▸ Stated goal
Which lines in the listing below contain the word "opening", matching case exactly? Filter the listing down to those lines and copy each one.

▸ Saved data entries
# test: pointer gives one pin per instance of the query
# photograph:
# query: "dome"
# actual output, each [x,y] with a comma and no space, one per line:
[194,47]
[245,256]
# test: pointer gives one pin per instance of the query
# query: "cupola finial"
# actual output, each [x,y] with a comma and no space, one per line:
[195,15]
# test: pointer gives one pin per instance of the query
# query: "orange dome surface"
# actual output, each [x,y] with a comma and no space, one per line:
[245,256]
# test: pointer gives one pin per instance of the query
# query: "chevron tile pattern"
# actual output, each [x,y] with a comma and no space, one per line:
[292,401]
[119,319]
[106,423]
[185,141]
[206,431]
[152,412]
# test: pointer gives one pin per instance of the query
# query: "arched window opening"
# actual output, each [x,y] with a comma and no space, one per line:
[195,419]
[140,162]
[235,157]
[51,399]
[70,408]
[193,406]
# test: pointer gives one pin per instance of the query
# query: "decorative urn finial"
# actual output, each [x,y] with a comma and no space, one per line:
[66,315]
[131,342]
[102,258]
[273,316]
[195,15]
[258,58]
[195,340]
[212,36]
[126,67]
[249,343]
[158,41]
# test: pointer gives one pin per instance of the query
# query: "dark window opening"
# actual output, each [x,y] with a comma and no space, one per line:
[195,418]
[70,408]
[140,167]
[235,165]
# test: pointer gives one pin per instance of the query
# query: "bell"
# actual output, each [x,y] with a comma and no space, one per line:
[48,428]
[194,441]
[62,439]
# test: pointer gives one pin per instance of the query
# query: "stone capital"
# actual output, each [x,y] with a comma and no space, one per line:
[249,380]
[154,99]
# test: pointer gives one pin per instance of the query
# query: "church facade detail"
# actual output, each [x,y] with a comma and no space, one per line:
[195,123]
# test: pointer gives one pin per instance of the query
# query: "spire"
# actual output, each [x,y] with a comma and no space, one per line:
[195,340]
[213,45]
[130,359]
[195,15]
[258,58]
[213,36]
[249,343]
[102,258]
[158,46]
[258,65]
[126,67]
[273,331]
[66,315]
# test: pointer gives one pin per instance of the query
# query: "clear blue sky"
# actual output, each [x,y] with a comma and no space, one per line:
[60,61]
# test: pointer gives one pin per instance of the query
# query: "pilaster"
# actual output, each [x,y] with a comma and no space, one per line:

▸ The answer
# query: "arched window opening"
# query: "dark window opening"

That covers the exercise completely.